- _Page extract_:
In [4]:
import lmfit
from lmfit import minimize, Parameters, fit_report
import numpy as np
import matplotlib as mpl
from matplotlib import pyplot as plt
import Analysis
from scipy.optimize import least_squares
%matplotlib

Using matplotlib backend: TkAgg


In [241]:
def sigmoid(x,v0):
    return 1.0 / (1 + np.exp(np.array((-x+v0)/0.1,dtype='float')))


def residual(params, x, y, v0, eps_data):

    model_r = params[0] + params[1] * np.sin(x*params[2] + (params[3]+params[4]*np.pi)) + params[5] * (x - v0)
    model_l = params[0] + params[1] * np.sin(x*params[2] + params[3]) + params[5] * (x - v0)
    
    out_r = (y-model_r)*sigmoid(x,v0)
    out_l = (y-model_l)*(1.0-sigmoid(x,v0))
    
    return (out_r+out_l)/eps_data



In [5]:
def search(seq, t):  
    min = 0
    max = len(seq) - 1
    while True:        
        m = (min + max) // 2
        if max <= min:
            if np.abs(t-seq[m]) < np.abs(t-seq[m-1]):          
                return m
            else:
                return m-1        
        if seq[m] < t:
            min = m + 1
        elif seq[m] > t:
            max = m - 1
        else:
            return m

In [243]:
def regression(x_min, x_max, data, loss = 'linear', eps = 0.1, plot=False, x_scale = 1.0):
    
    i_min = search(data.x,x_min)
    i_max = search(data.x,x_max)+1
    
    if i_min < 0:
        i_min = 0
    if i_max > len(data.x):
        i_max = len(data.x)
    
    x = data.x[i_min:i_max]
    y = data.y[i_min:i_max]
    
    
    
    a = (np.percentile(y,99)-np.percentile(y,1))/2.0
    
    params = []
    bounds = ([],[])
    
    h = np.mean(y)
    params.append(h) #height
    bounds[0].append(h*0.99)
    bounds[1].append(h*1.01)
    
    params.append(a) #amplitude
    bounds[0].append(a*0.8)
    bounds[1].append(a*1.2)
    
    params.append(0.63) #frequency
    bounds[0].append(0.6)
    bounds[1].append(0.77)
    
    params.append(0.0) #phase
    bounds[0].append(0.0)
    bounds[1].append(2*np.pi)
    
    params.append(np.random.uniform(0.1,1.9)) #delta phase
    bounds[0].append(0.0)
    bounds[1].append(2)
    
    params.append(0.0) #slope
    bounds[0].append(-0.02)
    bounds[1].append(0.02)
    
    v0 = (x_min+x_max)/2.0
    
    out = least_squares(residual, x0 = params, bounds=bounds, loss=loss, x_scale = x_scale, args=(x , y, v0, eps))
    
    if plot:
        params = out['x']
        model_r = params[0] + params[1] * np.sin(x*params[2] + (params[3]+params[4]*np.pi)) + params[5] * (x - v0)
        model_l = params[0] + params[1] * np.sin(x*params[2] + params[3]) + params[5] * (x - v0)
        plt.plot(x,y)

- _Set problem_:
In the curve-fitting code above, what lower and upper bounds are set for the frequency parameter?

- _Record extracts_:
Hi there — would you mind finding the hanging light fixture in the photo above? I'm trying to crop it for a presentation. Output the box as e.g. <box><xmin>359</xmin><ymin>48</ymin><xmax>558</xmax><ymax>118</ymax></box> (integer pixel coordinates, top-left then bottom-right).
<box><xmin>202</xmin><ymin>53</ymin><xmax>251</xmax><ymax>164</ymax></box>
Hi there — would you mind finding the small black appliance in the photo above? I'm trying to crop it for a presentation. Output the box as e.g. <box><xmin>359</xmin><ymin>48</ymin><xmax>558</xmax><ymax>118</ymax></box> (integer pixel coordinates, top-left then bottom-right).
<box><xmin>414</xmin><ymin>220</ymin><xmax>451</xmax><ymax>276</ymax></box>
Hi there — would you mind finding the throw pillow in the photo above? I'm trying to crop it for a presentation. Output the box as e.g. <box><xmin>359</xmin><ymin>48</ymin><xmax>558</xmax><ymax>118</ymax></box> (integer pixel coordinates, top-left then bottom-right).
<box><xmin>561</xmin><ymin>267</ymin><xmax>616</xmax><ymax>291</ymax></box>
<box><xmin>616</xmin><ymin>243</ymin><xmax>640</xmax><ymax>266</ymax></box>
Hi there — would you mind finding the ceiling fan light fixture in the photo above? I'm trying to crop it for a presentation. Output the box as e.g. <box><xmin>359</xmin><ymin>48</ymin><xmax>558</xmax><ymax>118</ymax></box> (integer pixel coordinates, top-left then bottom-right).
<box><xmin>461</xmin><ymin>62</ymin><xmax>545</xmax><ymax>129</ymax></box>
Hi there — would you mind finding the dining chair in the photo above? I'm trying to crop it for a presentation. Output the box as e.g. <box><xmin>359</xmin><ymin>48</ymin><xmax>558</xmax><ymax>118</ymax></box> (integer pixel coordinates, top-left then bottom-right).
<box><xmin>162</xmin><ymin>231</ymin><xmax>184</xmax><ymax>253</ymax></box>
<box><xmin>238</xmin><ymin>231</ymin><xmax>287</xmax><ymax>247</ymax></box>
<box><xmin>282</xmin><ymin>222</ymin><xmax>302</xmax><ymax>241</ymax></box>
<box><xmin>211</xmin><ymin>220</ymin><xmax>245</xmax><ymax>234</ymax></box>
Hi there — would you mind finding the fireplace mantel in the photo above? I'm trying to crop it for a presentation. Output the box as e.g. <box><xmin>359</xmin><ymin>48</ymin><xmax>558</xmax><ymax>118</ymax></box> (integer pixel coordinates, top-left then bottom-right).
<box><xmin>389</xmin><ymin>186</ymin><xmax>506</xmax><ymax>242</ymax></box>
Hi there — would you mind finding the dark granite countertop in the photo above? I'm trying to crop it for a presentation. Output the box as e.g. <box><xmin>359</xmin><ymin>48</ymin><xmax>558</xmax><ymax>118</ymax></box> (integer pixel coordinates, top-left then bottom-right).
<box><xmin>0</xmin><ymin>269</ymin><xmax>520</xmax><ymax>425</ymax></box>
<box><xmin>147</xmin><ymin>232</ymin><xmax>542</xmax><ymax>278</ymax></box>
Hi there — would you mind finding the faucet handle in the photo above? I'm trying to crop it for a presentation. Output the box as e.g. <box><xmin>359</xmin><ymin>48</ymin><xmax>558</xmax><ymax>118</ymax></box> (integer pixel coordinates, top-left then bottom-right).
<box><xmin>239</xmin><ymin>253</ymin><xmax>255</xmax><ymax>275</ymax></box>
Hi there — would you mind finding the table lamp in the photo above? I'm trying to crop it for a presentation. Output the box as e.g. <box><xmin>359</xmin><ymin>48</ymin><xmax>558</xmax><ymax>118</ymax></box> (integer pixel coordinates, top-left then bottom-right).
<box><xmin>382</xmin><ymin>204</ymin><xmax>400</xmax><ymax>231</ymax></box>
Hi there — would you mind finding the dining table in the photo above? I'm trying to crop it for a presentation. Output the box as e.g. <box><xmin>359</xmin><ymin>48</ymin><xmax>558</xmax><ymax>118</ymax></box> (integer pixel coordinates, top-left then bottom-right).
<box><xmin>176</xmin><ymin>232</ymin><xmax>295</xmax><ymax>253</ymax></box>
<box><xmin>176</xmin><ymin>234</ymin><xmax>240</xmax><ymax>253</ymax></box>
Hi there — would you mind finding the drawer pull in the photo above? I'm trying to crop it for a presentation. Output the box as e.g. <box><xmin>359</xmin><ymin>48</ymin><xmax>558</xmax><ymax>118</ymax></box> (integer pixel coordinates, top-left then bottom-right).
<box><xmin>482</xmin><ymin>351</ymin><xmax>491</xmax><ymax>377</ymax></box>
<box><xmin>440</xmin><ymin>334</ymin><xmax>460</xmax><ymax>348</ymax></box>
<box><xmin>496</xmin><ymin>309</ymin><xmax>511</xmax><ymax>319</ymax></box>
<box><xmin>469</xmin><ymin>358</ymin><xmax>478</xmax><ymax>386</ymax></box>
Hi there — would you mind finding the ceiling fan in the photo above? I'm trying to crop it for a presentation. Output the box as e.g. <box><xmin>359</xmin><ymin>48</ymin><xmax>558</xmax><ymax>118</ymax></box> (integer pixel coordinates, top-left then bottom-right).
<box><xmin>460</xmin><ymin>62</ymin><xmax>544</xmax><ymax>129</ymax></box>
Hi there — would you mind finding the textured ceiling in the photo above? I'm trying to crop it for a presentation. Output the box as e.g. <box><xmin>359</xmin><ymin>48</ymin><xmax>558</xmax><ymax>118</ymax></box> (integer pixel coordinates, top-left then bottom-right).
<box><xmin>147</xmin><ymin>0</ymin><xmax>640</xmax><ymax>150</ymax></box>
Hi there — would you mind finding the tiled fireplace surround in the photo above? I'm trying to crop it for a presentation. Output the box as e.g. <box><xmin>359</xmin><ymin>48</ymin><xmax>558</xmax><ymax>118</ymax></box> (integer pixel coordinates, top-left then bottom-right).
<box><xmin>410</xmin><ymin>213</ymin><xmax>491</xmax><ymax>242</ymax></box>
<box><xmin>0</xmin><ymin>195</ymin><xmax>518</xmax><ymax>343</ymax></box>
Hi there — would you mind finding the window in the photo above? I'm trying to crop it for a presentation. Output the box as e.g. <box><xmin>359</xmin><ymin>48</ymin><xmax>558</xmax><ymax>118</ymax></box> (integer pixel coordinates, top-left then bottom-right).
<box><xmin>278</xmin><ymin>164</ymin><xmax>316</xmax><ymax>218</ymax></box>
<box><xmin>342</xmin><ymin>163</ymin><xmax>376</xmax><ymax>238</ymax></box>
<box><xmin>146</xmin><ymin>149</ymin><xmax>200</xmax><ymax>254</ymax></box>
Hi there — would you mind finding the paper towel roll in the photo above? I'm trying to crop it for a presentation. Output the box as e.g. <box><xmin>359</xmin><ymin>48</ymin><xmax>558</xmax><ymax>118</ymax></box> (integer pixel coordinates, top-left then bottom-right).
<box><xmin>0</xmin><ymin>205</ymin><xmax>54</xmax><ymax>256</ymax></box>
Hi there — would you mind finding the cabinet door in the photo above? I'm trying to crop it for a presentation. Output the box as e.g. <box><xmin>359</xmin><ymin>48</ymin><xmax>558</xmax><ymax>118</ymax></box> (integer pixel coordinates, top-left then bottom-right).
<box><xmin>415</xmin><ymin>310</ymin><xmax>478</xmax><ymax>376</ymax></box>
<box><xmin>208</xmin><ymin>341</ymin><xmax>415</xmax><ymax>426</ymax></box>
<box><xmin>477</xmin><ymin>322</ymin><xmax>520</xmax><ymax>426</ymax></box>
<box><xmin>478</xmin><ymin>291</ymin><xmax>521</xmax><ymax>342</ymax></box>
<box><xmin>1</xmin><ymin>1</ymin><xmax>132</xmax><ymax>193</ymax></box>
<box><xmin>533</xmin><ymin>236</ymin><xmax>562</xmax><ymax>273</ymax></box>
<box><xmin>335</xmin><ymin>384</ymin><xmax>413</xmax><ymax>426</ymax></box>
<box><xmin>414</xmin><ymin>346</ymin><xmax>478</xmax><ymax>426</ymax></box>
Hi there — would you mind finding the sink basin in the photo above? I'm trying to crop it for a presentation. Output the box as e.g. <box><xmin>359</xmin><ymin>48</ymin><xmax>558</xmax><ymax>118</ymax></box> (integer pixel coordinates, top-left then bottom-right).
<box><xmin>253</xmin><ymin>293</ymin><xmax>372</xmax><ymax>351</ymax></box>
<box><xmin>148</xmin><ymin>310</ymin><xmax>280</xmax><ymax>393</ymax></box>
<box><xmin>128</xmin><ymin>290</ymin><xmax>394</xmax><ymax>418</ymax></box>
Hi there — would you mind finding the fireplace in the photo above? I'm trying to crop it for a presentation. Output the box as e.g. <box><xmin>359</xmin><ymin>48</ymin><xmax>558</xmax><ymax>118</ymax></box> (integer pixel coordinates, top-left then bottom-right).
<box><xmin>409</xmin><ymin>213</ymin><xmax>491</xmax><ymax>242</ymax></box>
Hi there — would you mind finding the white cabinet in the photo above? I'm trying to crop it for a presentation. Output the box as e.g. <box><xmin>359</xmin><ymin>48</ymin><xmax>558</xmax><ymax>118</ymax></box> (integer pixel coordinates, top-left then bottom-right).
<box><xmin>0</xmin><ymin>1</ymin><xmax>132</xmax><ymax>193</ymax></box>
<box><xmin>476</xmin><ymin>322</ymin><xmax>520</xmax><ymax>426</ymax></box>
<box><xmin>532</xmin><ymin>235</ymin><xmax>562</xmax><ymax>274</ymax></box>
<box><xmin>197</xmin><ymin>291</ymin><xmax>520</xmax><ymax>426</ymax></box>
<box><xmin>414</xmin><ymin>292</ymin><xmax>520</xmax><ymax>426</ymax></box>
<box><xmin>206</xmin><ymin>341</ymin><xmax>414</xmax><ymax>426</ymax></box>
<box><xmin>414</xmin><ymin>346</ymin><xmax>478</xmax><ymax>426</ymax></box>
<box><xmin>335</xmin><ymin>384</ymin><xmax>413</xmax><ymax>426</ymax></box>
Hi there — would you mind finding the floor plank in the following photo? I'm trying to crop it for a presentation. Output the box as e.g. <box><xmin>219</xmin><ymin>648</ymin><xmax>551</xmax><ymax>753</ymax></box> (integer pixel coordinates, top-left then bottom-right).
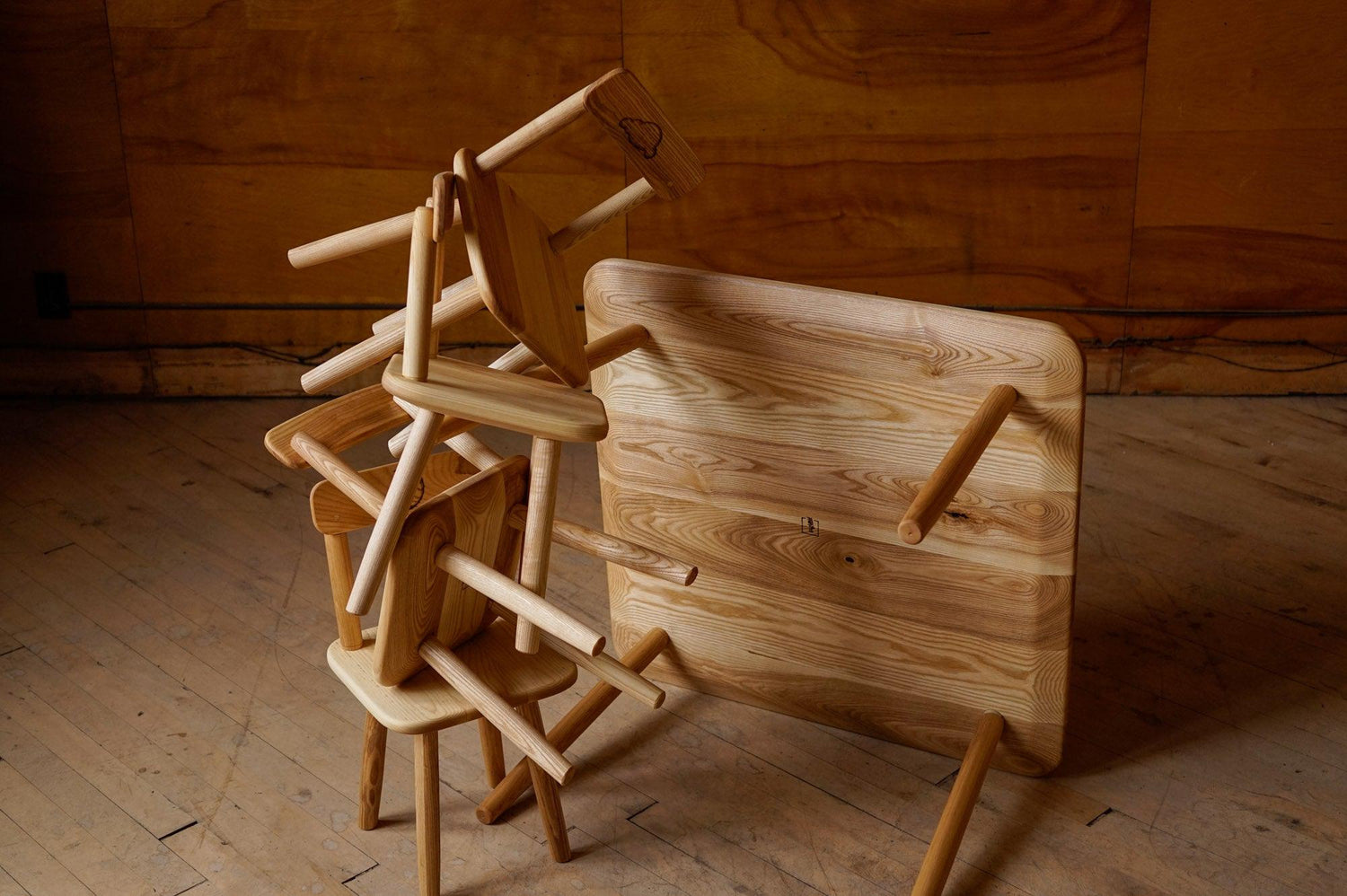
<box><xmin>0</xmin><ymin>396</ymin><xmax>1347</xmax><ymax>896</ymax></box>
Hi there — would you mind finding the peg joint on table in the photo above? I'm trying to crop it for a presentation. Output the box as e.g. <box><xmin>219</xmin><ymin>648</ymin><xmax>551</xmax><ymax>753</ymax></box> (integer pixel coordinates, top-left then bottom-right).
<box><xmin>899</xmin><ymin>384</ymin><xmax>1018</xmax><ymax>544</ymax></box>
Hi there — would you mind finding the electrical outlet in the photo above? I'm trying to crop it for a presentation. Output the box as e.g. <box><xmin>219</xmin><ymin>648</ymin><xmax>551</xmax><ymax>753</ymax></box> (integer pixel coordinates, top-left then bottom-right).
<box><xmin>32</xmin><ymin>271</ymin><xmax>70</xmax><ymax>321</ymax></box>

- _In response_:
A lower bound of 0.6 and an upper bound of 0.77.